[Natural-language object grounding data]
--- START ---

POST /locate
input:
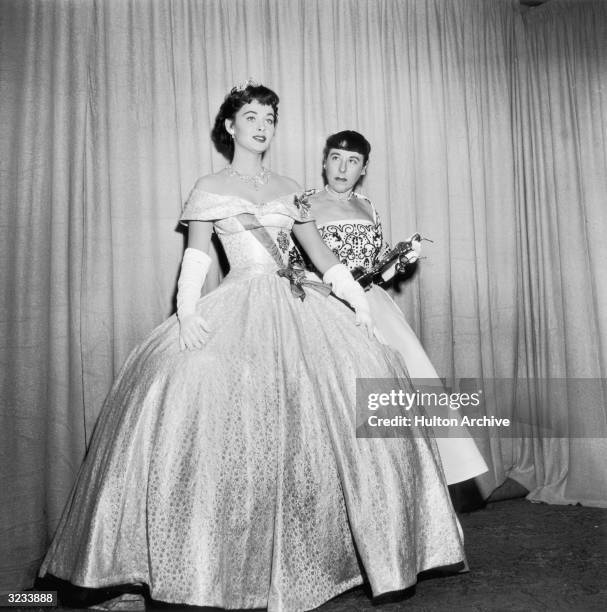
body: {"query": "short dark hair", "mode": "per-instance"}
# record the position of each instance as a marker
(232, 103)
(348, 140)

--- END ---

▶ _Prompt_
The output has to match the data above line for line, except that pictures are dropped.

▶ _Your solution_
POST /locate
input:
body: {"query": "short dark hair", "mode": "per-instance"}
# record the position of each instance as a marker
(232, 103)
(348, 140)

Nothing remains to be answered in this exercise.